ACTIVITY: Give the data again exactly as written, skipping any pictures.
Top of RECORDS
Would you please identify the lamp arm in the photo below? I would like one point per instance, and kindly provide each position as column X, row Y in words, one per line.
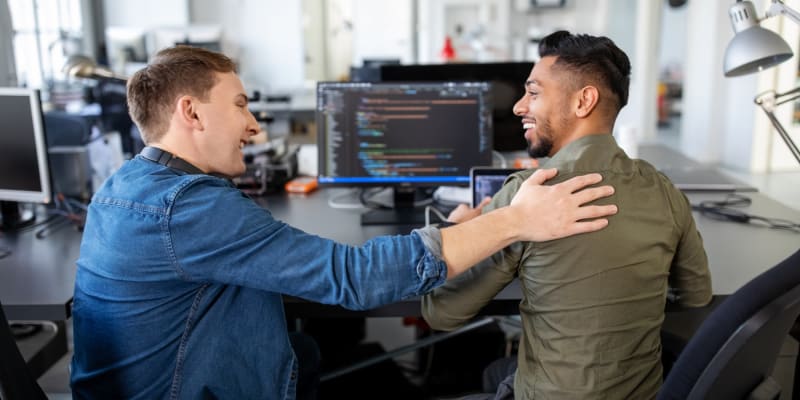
column 778, row 7
column 770, row 99
column 767, row 101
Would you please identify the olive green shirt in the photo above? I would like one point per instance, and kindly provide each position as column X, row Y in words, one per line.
column 592, row 304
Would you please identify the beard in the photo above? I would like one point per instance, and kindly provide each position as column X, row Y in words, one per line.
column 544, row 143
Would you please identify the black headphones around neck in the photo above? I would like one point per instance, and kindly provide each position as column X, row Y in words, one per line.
column 168, row 159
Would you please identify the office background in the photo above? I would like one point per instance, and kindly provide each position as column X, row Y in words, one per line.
column 284, row 47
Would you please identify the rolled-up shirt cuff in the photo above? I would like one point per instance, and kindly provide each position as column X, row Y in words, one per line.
column 432, row 269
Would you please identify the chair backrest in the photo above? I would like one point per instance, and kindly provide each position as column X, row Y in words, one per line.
column 16, row 381
column 733, row 352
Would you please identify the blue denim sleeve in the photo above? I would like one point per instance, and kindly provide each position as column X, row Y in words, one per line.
column 218, row 235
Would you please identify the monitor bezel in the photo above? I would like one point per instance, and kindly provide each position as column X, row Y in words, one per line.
column 402, row 181
column 45, row 194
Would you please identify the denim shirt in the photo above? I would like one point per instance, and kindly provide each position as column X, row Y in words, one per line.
column 179, row 283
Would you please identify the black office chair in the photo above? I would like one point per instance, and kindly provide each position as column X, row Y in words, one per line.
column 16, row 381
column 732, row 354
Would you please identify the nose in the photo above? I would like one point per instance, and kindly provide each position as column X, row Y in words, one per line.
column 252, row 125
column 521, row 106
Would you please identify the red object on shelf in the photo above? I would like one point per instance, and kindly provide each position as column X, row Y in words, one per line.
column 448, row 52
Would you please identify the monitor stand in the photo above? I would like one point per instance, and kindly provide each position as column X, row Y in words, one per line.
column 403, row 213
column 12, row 218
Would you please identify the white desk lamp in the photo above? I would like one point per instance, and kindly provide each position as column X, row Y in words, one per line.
column 84, row 67
column 753, row 49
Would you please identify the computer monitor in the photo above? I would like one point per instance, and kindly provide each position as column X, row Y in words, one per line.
column 24, row 170
column 402, row 135
column 507, row 80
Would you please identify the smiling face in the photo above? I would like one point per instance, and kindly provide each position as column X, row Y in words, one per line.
column 545, row 110
column 227, row 124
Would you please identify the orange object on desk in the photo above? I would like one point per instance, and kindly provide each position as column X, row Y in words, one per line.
column 302, row 184
column 526, row 163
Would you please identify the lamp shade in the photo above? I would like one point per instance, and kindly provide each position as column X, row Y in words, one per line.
column 753, row 48
column 81, row 66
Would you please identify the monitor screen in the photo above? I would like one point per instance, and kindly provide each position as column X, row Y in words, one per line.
column 24, row 174
column 402, row 134
column 507, row 81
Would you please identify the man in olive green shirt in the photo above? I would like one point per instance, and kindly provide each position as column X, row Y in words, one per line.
column 593, row 304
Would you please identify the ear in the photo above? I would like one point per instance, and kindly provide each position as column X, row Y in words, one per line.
column 587, row 99
column 187, row 110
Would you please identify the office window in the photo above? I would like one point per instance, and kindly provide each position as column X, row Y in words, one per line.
column 45, row 32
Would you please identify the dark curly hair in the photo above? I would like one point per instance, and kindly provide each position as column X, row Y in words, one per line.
column 592, row 60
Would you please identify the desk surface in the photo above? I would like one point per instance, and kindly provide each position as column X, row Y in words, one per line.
column 37, row 276
column 737, row 252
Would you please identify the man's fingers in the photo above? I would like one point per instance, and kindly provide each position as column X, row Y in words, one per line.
column 541, row 175
column 590, row 212
column 592, row 194
column 580, row 182
column 484, row 202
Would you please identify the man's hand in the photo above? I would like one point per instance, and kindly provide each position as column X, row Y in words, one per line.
column 465, row 213
column 553, row 212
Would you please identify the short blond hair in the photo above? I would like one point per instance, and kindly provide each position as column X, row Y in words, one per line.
column 173, row 72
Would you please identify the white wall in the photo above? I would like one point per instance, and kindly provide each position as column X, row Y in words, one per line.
column 721, row 124
column 8, row 76
column 382, row 29
column 146, row 13
column 268, row 39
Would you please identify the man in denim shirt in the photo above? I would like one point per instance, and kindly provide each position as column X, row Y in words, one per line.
column 180, row 276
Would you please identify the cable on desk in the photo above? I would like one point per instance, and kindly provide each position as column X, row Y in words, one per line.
column 334, row 201
column 367, row 199
column 725, row 210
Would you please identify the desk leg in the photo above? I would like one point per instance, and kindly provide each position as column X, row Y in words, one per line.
column 55, row 348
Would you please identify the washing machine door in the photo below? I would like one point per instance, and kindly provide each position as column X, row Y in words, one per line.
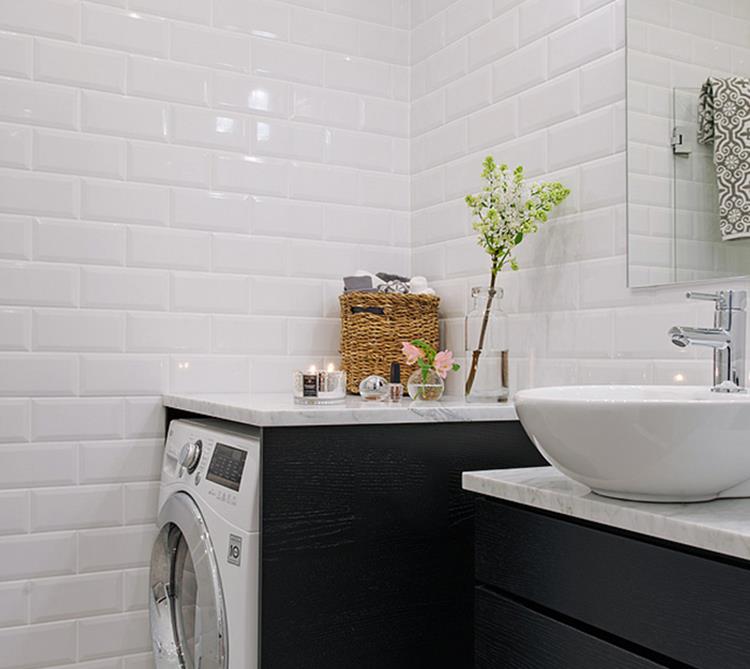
column 186, row 604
Bottom of RECORDS
OUTPUT FOR THIS EXERCISE:
Would you please identify the lamp arm in the photo below? I would like one point per instance, and kindly provide each position as column X, row Y in words, one per line.
column 778, row 7
column 770, row 99
column 767, row 101
Would you please identify the olive green shirt in the photo above? I would like one point per instance, and kindly provide each position as column X, row Y in words, one per line.
column 592, row 304
Would you please identify the beard in the photo above? I would like one point per instance, and kindly provide each position as column X, row Y in words, one per line.
column 544, row 143
Would you please identify the black headphones around neck in the photo above? I would like one point per instance, and kindly provide each position as column X, row Y in words, one per line.
column 168, row 159
Would you please identify the office background in the photo above? I would like one point per instance, and kindly provide each position as column X, row Y in words, one per line.
column 284, row 47
Would you please identify the rolled-up shirt cuff in the photo above? I would like one point per instance, and kindly provide each position as column X, row Y in words, one per line.
column 432, row 269
Would you please identify the chair backrest in the photo above? I would like one point per instance, and kindly provide each position as column X, row Y in words, one per line.
column 16, row 381
column 733, row 352
Would you please identify the blue denim sleeve in the photo above? I would like one point per instance, and kindly provide each position as column X, row Y in words, one per line.
column 218, row 235
Would you please identify the monitor bezel in the photo above? I would like one point per instance, and kindly provide each position as column X, row Y in words, one per line.
column 402, row 181
column 45, row 194
Would you please identify the denim shirt in the photo above? I would like one point per instance, and kindly provide each position as column X, row Y in words, one per line.
column 179, row 283
Would you please identify the black office chair in the photo above? I would like one point per instance, and kindly provide each position as column X, row Y in words, one per line.
column 16, row 381
column 732, row 354
Would you please identify the nose in the photo above? I would like one point per instance, and kindly provide each position as column X, row Y in words, one per line.
column 252, row 125
column 521, row 106
Would you please identify the red object on shelf in the photo above? I would like one point per instance, and kindly provide each position as column X, row Y in words, one per line.
column 448, row 52
Would you please identify the monitor stand in the photo above? I would like one point per instance, and kindly provide each position as column X, row Y in words, one per line.
column 403, row 213
column 12, row 218
Would you please identify the white desk lamp in the photo above? I would like one point per instance, and kindly provide each position as column X, row Y in words, one per line.
column 84, row 67
column 753, row 49
Would you please identify the computer monitor in the photo above? I would like one point per instance, and kindly provide each position as column X, row Y in words, one per line.
column 24, row 170
column 402, row 135
column 507, row 80
Would you please identify the smiling face in the photo above? I would like one point per instance, and kindly provide each position as column X, row Y in words, one per line.
column 545, row 110
column 227, row 124
Would you please identify the orange object on desk in the photo above? I would like one point per instance, and kindly provide each position as column X, row Y in words, one per line.
column 302, row 184
column 526, row 163
Would you please identify the lamp shade in the photo above? I would like one point per instance, and kindly provide each position as column X, row Y in words, one per line.
column 753, row 48
column 81, row 66
Would you please identify the monitor screen in the photo above? I would like one point per instance, and kindly provide each position as column X, row Y in words, one per line.
column 24, row 174
column 402, row 134
column 507, row 81
Would you please identify the man in olive green shirt in the photo above? I would like one point per instance, and kindly provide each position as column X, row Y in words, one per line.
column 593, row 304
Would you please identify the ear in the photo above? I would like one point per instance, and kindly provide each position as column X, row Y in words, one per line.
column 587, row 99
column 187, row 110
Would you please identify the office window in the photo above? I would like one point per instance, and kindly provide each position as column X, row Y in words, one per line.
column 45, row 32
Would you please identify the dark curly hair in the photo above? I would like one point per instance, and kindly provide each position as column X, row Y in words, one per line.
column 592, row 60
Would you please identify the desk surface in the photo above? I would like one point per instance, and kindly provide each position as column X, row Y in words, one per line.
column 37, row 276
column 737, row 252
Would you please identify the man's fingers in the photo above? I would like one point per instance, and kindly provide each position as column X, row Y in words, one per line.
column 541, row 175
column 590, row 212
column 592, row 194
column 580, row 182
column 484, row 202
Would you please identify the man's hand in the photo above? I would like one point per instance, and kindly provide each position as column X, row Y in words, one per line.
column 465, row 213
column 553, row 212
Would you please identify the short blond hair in the photo above? I would like one point per instance, and kindly provide each position as column X, row Y in words, one per line.
column 173, row 72
Would you please identify the white wall in the photo above? I would like one point per instance, and kindly provide each position as column X, row Y in words, one per line.
column 721, row 124
column 8, row 76
column 382, row 29
column 146, row 13
column 268, row 39
Would you please identify the man in denim shirt in the photo above? I would like one point per instance, and kindly provide each position as column X, row Y in words, one per line.
column 180, row 276
Would you please identify the cable on desk in the photo above? I would like one point per instance, and kindly provide each position as column X, row Y in words, one per line.
column 334, row 201
column 367, row 199
column 725, row 210
Would you please identify the desk leg in the photo above? I would like one point per instance, and kindly provide each position as column X, row Y in words, one per line.
column 55, row 348
Would you please identify the washing machine door in the photo below? I would like one point per instance, and kindly provide each position as column X, row Y in words, one per line.
column 186, row 604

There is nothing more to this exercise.